Using the text on the template index, list every item that the text says goes into the process headers in the Excel file, and mark which ones are optional.
═════ DOCUMENT SEGMENT
The template index looks like this:
The columns of this table can be sorted, on all of the columns except the description, and you can filter on the text or numbers in any field in the table. To sort click on the tables's column header - in the screenshot shown above, the table was sorted A-Z on the template name (the left most column). Click again to change sort direction. To filter table items, start typing the word (or words) or number that you would like to filter on in the filter input at the top of the page, and table items will be limited (as you type) to those items matching what you have typed.
The first column shows the template names. These are the names used in the "PROC:" tag (described above) for the identification of a process type. The entire name need not be typed (or copied) into the spreadsheet, a unique substring is sufficient. For example, for the template Crystal Plasticity Finite Element an tag of PROC: Crystal Plasticity would suffice, as there is no other process template name that matches that partial-name string.
In setting up the process headers in the Excel file, one need to have a process template name, and (optionally) the template-supported parameters and/or measurements. For example, this screenshot snippet (extracted from the image at the head of this section) shows the excel-spreadsheet header for a Heat Treatment process:
Note that the process type tag (in line one), PROC: Heat Treatment, contains the process template name: Heat Treatment.
══════════
═════ MATERIAL PROVIDED
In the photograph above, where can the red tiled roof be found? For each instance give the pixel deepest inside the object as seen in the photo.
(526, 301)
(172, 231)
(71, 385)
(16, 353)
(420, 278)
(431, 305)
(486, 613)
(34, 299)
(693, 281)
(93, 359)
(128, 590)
══════════
__RESPONSE TO THE EXERCISE__
- Process template name (required)
- Template-supported parameters (optional)
- Measurements (optional)